[begin Records shown]

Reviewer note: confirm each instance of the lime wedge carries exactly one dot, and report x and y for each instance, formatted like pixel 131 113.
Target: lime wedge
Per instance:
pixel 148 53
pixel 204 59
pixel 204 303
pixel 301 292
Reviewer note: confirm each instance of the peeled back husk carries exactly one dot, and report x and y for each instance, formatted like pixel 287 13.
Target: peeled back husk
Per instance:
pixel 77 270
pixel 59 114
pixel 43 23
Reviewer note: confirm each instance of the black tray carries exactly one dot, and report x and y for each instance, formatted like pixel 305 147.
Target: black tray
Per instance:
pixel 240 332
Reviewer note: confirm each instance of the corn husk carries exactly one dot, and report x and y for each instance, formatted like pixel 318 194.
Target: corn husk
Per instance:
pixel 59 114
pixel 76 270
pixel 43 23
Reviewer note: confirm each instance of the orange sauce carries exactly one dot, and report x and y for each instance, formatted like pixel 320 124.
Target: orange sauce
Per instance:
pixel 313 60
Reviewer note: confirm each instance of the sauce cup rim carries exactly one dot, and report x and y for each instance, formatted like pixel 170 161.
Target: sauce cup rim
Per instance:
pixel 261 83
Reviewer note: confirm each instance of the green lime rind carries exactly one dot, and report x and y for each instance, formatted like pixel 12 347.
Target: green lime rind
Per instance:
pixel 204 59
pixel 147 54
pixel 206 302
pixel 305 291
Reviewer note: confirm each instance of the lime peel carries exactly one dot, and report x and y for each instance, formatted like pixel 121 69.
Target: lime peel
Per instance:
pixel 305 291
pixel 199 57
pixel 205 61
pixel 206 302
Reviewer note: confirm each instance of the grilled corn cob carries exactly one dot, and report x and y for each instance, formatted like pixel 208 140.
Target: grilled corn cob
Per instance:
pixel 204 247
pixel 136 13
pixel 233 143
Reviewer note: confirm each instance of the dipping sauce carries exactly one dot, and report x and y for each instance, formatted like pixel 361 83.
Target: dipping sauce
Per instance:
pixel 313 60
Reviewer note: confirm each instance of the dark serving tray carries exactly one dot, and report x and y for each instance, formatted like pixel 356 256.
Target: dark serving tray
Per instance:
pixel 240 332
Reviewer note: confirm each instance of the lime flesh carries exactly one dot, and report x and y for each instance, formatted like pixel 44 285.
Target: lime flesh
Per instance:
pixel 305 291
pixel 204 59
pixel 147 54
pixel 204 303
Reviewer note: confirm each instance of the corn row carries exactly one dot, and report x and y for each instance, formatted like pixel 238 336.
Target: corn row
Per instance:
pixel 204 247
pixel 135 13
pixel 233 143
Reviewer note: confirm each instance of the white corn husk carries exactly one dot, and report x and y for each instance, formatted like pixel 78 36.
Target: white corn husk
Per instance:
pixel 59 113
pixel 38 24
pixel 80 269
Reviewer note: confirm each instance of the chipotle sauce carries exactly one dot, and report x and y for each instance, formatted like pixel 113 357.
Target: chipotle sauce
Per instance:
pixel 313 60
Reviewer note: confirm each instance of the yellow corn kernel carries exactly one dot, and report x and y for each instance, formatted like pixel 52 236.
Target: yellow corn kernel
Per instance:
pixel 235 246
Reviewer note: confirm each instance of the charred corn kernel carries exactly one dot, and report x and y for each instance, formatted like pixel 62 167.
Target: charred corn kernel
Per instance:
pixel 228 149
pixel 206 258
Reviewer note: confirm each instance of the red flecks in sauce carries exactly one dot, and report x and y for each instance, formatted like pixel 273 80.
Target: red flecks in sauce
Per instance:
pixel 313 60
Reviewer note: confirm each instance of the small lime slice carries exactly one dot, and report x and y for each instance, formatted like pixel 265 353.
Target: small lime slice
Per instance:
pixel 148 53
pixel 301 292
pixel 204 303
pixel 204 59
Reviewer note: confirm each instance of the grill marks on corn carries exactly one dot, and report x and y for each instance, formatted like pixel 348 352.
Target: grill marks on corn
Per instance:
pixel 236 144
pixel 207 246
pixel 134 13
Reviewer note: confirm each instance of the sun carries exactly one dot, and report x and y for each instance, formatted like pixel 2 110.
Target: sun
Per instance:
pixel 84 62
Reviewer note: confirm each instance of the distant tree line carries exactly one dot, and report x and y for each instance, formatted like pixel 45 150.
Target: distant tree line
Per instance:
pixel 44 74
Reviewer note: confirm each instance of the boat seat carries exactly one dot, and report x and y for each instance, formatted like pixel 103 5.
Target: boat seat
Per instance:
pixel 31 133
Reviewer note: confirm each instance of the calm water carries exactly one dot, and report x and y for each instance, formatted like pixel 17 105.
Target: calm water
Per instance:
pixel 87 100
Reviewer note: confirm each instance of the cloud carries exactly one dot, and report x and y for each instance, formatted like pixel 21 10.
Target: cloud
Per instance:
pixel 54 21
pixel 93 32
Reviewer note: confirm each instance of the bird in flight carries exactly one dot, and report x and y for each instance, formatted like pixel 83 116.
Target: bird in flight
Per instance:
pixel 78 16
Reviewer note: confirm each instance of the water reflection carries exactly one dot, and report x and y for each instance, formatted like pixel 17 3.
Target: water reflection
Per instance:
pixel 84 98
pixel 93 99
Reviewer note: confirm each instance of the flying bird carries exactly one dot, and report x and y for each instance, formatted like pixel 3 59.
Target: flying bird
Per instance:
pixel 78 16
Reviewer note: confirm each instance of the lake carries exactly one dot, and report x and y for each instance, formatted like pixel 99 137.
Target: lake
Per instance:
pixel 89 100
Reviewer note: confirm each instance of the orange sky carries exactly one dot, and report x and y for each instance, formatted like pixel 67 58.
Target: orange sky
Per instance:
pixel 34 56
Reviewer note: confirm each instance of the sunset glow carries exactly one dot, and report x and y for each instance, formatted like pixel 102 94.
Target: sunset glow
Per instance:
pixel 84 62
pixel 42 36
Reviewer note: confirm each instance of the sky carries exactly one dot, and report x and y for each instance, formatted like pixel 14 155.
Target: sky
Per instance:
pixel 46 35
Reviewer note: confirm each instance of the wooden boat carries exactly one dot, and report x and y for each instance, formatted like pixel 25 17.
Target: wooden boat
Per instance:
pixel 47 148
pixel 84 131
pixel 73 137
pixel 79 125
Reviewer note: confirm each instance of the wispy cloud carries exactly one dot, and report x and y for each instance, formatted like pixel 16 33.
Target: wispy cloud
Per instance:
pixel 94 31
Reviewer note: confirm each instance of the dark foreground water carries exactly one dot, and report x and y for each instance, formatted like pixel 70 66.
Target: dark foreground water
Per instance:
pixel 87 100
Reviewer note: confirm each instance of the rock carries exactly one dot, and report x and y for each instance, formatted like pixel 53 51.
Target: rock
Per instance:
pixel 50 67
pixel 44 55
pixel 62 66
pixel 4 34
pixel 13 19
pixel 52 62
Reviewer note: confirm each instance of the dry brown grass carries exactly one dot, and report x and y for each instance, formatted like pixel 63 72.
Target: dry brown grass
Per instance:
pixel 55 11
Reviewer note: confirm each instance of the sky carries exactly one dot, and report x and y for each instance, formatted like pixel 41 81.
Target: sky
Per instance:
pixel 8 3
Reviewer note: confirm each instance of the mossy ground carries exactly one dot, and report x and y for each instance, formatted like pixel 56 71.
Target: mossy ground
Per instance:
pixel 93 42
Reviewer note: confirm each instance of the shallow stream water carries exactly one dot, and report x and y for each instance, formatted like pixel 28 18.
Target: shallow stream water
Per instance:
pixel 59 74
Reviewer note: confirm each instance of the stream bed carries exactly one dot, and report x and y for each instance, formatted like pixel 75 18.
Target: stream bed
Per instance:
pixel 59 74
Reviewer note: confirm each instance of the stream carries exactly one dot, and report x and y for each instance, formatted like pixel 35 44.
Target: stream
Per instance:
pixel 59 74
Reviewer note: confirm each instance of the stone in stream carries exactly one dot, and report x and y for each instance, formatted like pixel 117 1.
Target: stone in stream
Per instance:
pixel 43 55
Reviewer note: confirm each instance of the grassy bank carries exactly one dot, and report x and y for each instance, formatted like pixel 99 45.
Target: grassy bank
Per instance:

[end Records shown]

• **What needs to be done**
Write out, word for word, every line from the one containing "Reviewer note: confirm each instance of the shallow" through the last line of the records above.

• **Output of the exercise**
Reviewer note: confirm each instance of the shallow stream water carries exactly one dot, and report x and y for each instance, formatted like pixel 28 18.
Target: shallow stream water
Per instance:
pixel 59 74
Reviewer note: confirm each instance of the stream bed carries exactly one dot, and report x and y for each instance, formatted like pixel 75 18.
Target: stream bed
Per instance:
pixel 59 74
Reviewer note: confirm each instance of the stream carries exactly one dot, and report x and y for each instance, formatted like pixel 35 44.
Target: stream
Per instance:
pixel 59 74
Reviewer note: confirm each instance of the stone in stream carries exactly one dot, and report x and y for each instance, formatted like pixel 117 1.
Target: stone in stream
Per instance:
pixel 43 55
Reviewer note: confirm each instance of the grassy bank carries exactly one dot, and report x and y for each instance, formatted like pixel 99 45.
Target: grassy bank
Per instance:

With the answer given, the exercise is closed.